• What you will do
Find the line containing "of the human". Quote it and every line after it, exactly, through the end; skip pictures.
● ● ●
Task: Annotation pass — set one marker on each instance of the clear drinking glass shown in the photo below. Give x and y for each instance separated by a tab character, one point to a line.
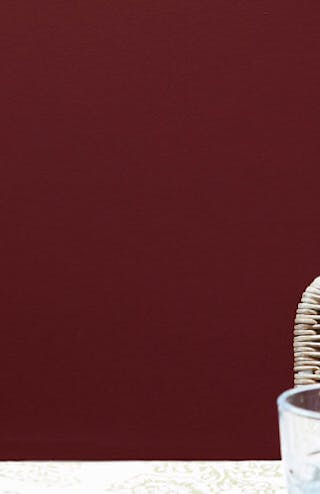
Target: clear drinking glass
299	424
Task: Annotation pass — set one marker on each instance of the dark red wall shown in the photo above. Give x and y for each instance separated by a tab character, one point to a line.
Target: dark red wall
159	220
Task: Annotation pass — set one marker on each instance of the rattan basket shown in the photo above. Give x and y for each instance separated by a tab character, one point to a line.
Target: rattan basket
307	337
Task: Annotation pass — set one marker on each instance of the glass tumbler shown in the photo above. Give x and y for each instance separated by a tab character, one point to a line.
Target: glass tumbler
299	424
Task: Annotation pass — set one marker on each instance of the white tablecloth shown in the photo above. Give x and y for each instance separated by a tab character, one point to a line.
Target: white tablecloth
142	477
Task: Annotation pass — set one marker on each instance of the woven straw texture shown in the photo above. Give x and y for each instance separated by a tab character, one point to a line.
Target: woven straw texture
307	337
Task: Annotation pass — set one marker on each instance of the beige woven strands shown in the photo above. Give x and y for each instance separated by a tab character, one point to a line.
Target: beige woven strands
307	337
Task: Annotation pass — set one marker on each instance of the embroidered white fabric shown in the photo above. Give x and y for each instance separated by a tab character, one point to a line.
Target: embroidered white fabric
142	477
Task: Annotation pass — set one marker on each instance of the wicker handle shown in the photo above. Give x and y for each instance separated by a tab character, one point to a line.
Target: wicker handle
307	337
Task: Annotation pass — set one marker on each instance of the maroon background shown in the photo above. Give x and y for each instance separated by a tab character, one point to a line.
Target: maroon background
159	220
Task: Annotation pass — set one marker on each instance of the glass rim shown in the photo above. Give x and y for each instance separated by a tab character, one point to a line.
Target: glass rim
283	403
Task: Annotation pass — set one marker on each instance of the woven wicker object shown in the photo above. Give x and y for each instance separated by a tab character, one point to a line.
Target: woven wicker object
307	337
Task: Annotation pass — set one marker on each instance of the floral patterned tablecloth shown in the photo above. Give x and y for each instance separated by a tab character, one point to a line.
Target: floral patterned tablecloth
142	477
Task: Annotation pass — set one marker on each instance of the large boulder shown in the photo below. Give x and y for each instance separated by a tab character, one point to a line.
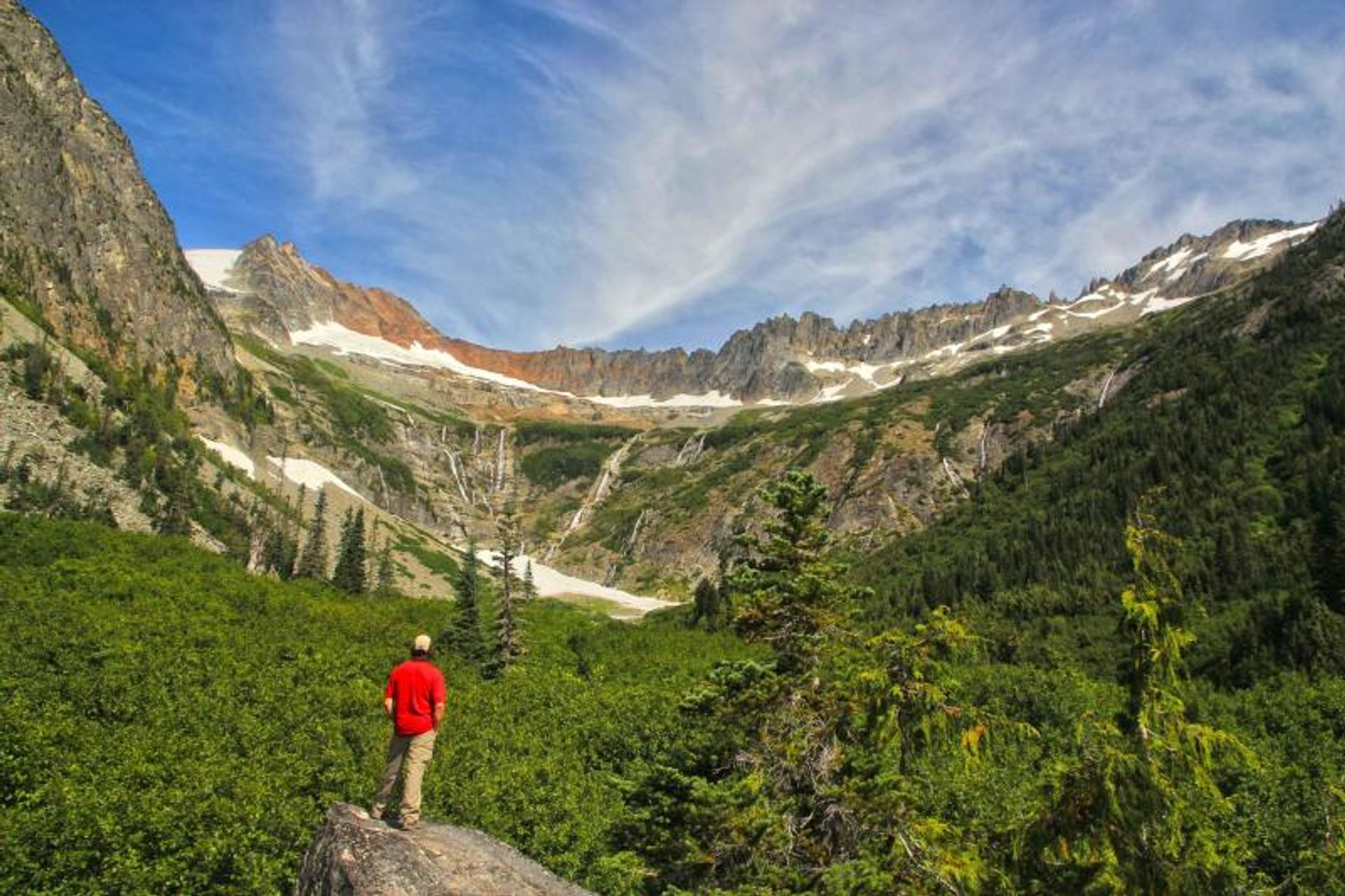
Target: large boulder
353	855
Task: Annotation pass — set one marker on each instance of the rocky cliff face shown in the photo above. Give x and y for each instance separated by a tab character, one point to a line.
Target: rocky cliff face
275	291
355	856
84	240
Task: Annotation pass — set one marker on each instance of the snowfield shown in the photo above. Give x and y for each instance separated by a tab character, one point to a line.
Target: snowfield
713	399
553	583
347	342
213	266
310	474
1257	248
233	456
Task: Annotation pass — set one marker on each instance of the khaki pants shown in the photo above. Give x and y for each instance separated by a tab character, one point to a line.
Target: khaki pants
415	754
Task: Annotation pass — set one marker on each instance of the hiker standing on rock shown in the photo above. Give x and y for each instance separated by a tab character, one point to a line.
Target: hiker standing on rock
415	701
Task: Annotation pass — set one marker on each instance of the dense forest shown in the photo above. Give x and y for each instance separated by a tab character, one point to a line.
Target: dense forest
1117	668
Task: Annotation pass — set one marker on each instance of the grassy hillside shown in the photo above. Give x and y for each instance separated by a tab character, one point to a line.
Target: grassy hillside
172	724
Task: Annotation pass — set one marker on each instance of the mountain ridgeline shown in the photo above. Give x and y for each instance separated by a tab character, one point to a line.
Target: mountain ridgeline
1012	596
270	289
85	244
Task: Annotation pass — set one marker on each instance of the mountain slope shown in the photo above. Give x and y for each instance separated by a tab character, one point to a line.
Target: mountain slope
84	241
270	289
1232	435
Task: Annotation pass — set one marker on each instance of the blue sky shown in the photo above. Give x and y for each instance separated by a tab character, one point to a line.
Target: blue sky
650	174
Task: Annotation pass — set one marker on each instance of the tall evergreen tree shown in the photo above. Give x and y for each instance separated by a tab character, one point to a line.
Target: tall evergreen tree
385	574
277	555
464	631
352	572
705	606
312	563
786	592
507	645
529	581
1141	811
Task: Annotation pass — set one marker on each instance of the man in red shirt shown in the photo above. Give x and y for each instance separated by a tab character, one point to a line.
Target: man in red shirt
415	701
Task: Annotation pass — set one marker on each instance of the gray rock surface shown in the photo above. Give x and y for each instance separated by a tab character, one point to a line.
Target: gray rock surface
84	240
353	855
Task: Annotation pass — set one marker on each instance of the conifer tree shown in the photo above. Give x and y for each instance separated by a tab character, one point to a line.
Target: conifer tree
466	627
385	574
312	563
277	553
1140	809
786	592
529	581
507	645
352	558
705	605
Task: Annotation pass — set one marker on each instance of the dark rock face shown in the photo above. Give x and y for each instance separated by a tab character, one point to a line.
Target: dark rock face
84	240
779	359
352	855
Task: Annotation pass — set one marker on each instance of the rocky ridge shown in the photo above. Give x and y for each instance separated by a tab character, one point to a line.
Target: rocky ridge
84	240
352	855
273	291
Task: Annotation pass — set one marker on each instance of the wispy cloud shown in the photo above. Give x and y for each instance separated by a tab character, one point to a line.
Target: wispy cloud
630	172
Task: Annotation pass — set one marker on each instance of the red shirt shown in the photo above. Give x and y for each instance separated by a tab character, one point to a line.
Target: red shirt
415	688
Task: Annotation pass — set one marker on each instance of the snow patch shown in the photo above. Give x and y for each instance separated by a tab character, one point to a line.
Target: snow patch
1159	304
1094	315
213	266
553	583
1241	251
310	474
232	456
346	340
861	369
713	399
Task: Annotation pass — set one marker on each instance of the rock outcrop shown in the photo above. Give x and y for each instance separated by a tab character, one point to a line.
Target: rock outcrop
273	291
353	855
84	240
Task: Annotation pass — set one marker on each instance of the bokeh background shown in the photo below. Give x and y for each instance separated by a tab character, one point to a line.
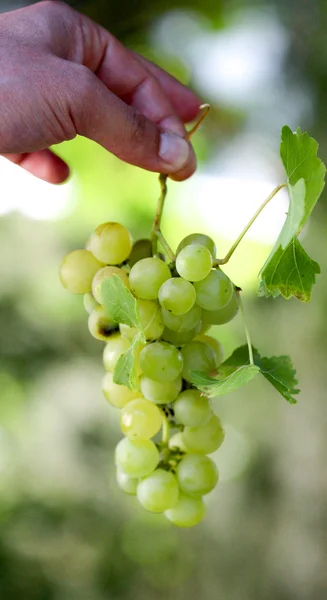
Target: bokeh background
66	531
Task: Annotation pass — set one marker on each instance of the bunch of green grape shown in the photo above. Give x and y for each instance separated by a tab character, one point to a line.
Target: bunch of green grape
176	304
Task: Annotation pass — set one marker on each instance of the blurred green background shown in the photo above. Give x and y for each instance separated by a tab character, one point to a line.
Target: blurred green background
66	531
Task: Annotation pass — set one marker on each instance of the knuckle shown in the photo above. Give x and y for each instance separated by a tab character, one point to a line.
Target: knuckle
53	7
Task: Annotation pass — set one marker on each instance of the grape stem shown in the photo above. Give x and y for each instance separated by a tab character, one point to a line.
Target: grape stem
246	329
165	429
223	261
156	234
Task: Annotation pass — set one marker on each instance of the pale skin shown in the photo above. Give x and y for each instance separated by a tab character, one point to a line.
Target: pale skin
62	75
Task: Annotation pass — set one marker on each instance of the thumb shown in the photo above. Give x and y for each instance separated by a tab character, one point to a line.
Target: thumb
103	117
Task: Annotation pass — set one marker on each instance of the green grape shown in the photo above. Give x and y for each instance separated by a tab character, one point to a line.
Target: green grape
136	457
187	512
140	418
198	238
111	243
204	328
179	339
182	323
176	442
161	361
197	475
160	393
158	491
224	315
192	409
100	326
89	302
215	291
103	274
141	249
147	276
127	483
77	271
117	395
116	346
194	262
214	344
177	295
197	356
151	320
206	439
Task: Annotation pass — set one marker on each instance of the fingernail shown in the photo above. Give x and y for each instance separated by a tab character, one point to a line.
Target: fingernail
174	150
172	124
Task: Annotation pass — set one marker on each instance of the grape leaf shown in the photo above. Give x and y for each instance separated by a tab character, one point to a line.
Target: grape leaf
289	270
119	302
236	371
279	371
125	369
219	387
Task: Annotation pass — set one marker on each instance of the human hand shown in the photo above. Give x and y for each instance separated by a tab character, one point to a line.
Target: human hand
61	75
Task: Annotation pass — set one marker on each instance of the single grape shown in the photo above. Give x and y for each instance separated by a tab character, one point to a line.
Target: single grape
158	491
151	320
103	274
197	356
141	249
160	393
140	418
214	344
176	442
192	409
187	512
206	439
198	238
215	291
224	315
182	323
197	475
147	276
116	346
161	361
77	271
111	243
89	302
179	339
177	295
127	483
100	326
194	262
136	457
117	395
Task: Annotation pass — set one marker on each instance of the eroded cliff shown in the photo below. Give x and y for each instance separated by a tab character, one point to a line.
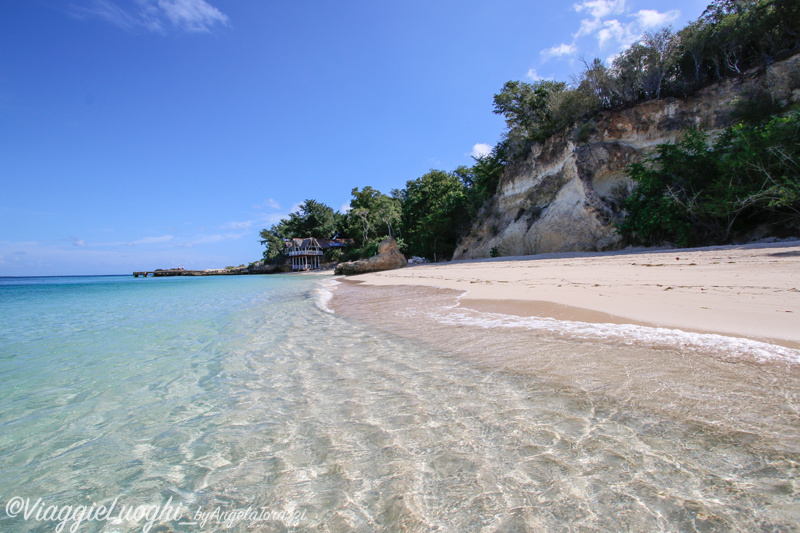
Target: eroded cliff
● ● ●
• Solution to the exercise
Task: Annotation pass — set one marker on each instance of the human hand shown in the photo above. Give x and y for each instance separated by a tab character, one point to a line.
Target: human hand
61	75
Task: Annotation pass — set one marker on each instance of the single grape shown in the photo above. Give x and y for each instance separated by a tab character, one point to a line.
Target: single grape
158	491
151	320
103	274
197	356
141	249
160	393
140	418
214	344
176	442
192	409
187	512
206	439
198	238
215	291
224	315
182	323
197	475
147	276
116	346
161	361
77	271
111	243
89	302
179	339
177	295
127	483
100	326
194	262
136	457
117	395
Task: Annotation pass — set one marker on each instance of the eroded cliff shown in the photo below. Give x and y for each instance separated by a tab character, one point to a line.
Target: eroded cliff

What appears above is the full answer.